[Text section]:

.....

# Ashford Joy Spinning Wheel 4 Sale



## springvalley (Jun 23, 2009)

Anyone out there wanting a brand new looking Joy Ashford spinning Wheel? It comes with a carrying case and is beautiful. I believe it is oak. I traded some of my alpaca products for this wheel so I can't tell you how old it is. I did sit and spin at it and it works very smoothly and all the parts and pieces are there as well. This wheel would cost $650 new and I'd like to sell it for $500 or best offer. I'd prefer if someone could come and get it, but I'd be willing to ship if you pay the shipping and take it as it comes (yes, I've had a bad experience with shipping). Pictures upon request.

Catherine
[email protected]
Fulton, IL


----------



## flannelberry (Jul 14, 2005)

I can't endorse this particular wheel but I can tell you I am really, really, really happy with my Joy. It spins beautifully - even for a complete beginner and folds up easily. I heartily not trying to save money by doing without the carry bag. It's so very handy.

I don't think the Joy has ever come in solid oak - it's laminated wood. But it is gorgeous - I thought I'd always put mine away but I don't because I just love seeing it.


----------



## MullersLaneFarm (Jul 23, 2004)

I know some may not like buying from folks they don't know.

I've known Catherine (SpringValley) for years and personally vouch for her integrity.

She has a beautiful fiber flock, owned her own fiber mill & fiber store for some years.


----------



## MullersLaneFarm (Jul 23, 2004)

LOL!!

You made my day!!!

The folks that put together the EO combo for Mother Earth is no longer in business. I think I might have enough for a small batch. But I really need to save that so I can experiment with the right proportion of the essential oils to replicate it.


----------

.....

[Exercise set]:
1 - Could you write out the stretch of the spinning wheel thread from "She has a beautiful" through "to replicate it."?
2 - How would you sum up the spinning wheel thread in three sentences?

.....

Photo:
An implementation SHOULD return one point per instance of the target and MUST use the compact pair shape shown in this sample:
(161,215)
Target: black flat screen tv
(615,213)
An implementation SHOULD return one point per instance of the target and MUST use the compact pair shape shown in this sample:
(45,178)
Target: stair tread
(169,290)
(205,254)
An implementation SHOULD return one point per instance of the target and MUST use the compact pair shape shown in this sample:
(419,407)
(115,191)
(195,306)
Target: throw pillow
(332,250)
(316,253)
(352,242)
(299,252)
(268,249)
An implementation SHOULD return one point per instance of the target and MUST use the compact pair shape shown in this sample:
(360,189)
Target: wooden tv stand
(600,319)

.....

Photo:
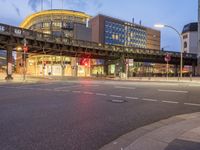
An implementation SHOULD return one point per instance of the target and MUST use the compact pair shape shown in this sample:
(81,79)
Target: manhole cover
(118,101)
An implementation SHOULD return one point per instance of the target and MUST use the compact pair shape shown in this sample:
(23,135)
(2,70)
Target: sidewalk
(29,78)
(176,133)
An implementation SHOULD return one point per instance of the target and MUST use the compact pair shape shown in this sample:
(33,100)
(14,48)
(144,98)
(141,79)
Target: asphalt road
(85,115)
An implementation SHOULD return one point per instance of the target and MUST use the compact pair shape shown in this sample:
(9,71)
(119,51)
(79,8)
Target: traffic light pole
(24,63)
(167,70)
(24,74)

.....

[Solution list]:
1 -
She has a beautiful fiber flock, owned her own fiber mill & fiber store for some years.


----------



## MullersLaneFarm (Jul 23, 2004)

LOL!!

You made my day!!!

The folks that put together the EO combo for Mother Earth is no longer in business. I think I might have enough for a small batch. But I really need to save that so I can experiment with the right proportion of the essential oils to replicate it.

2 - Catherine (springvalley) of Fulton, IL, offers a brand-new-looking Ashford Joy spinning wheel with a carrying case for $500 or best offer, preferring local pickup but willing to ship at the buyer's cost. Another member says they are very happy with their own Joy and notes that the model is laminated wood rather than solid oak. MullersLaneFarm says they have known Catherine for years and personally vouches for her integrity.